What is needed =
Scan the records for the string "porch", then copy each line that has it.

Provided information =
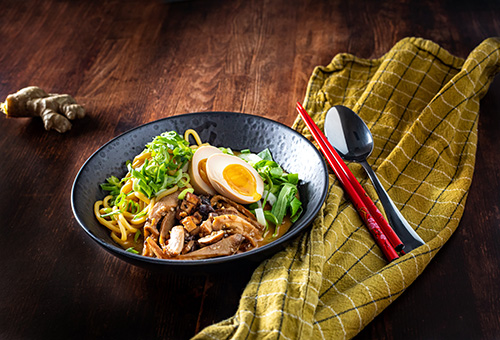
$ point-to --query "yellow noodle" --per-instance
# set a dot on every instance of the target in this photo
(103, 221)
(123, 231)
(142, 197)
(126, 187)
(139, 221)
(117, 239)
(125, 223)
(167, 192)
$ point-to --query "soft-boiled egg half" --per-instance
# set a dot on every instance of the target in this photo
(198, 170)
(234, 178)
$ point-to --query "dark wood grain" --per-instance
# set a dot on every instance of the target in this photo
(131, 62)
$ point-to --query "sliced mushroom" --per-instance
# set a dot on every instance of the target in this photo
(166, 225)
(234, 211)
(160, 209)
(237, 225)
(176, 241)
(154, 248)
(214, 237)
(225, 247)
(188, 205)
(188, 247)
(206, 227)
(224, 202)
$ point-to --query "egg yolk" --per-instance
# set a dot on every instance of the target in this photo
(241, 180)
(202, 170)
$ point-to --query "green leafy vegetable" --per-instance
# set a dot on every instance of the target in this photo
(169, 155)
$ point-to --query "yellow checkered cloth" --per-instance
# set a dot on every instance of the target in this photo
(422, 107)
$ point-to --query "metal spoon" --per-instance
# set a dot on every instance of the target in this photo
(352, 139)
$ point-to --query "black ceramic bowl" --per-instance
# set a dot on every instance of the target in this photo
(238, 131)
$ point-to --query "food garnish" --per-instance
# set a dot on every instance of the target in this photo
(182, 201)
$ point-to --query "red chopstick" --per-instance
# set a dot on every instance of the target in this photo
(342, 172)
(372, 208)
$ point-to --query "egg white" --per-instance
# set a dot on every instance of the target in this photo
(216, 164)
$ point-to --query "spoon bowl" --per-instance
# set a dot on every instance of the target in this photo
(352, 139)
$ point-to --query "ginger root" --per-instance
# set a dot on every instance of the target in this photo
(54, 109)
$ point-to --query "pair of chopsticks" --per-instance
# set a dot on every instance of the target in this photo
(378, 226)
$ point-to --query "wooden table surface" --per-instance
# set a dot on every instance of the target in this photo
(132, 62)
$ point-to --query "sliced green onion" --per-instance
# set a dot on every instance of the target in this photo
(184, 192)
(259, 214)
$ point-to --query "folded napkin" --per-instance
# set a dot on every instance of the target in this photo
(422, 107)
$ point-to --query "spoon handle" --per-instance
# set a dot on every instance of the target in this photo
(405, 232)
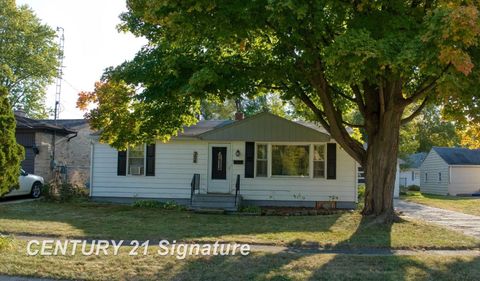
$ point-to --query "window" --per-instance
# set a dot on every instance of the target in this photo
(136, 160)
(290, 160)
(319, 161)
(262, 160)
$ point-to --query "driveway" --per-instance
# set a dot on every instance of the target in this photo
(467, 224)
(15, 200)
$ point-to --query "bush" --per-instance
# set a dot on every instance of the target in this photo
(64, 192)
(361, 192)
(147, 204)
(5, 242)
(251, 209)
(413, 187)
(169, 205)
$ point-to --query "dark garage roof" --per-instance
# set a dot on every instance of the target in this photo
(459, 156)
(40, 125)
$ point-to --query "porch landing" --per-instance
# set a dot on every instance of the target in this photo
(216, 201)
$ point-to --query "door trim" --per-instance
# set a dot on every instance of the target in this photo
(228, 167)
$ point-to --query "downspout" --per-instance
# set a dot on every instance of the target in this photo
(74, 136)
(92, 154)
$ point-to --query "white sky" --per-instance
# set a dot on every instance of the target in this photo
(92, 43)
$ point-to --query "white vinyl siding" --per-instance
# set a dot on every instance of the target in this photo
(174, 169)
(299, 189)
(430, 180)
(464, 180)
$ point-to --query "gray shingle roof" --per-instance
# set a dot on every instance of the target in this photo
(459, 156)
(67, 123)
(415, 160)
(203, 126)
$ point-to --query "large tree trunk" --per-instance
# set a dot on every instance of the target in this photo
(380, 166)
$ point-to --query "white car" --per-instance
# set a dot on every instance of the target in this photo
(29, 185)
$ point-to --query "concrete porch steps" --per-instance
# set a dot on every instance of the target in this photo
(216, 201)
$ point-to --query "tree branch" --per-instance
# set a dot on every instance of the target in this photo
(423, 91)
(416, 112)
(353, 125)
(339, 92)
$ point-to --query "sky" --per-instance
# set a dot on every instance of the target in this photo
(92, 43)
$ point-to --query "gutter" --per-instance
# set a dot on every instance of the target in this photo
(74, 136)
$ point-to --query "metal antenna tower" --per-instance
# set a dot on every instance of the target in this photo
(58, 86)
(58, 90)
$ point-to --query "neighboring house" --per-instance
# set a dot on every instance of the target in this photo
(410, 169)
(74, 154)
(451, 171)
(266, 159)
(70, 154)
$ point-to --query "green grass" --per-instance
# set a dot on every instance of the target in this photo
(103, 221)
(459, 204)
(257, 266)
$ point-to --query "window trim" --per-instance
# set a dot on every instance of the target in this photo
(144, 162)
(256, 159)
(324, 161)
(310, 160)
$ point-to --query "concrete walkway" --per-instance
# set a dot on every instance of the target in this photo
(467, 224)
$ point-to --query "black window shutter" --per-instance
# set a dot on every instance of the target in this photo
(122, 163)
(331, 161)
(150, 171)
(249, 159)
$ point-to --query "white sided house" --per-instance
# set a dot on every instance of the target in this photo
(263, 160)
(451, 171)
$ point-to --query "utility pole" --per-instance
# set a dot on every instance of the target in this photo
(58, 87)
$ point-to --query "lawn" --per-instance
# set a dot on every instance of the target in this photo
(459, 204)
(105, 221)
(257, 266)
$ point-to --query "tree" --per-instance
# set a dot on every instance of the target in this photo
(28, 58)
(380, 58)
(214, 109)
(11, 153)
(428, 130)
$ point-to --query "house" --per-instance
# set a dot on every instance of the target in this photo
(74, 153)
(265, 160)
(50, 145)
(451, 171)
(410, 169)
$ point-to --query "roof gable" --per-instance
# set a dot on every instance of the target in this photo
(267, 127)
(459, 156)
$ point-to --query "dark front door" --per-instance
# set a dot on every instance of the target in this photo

Solution to this exercise =
$ point-to --query "porch landing" --per-instance
$ point-to --query "concrete porch steps" --per-instance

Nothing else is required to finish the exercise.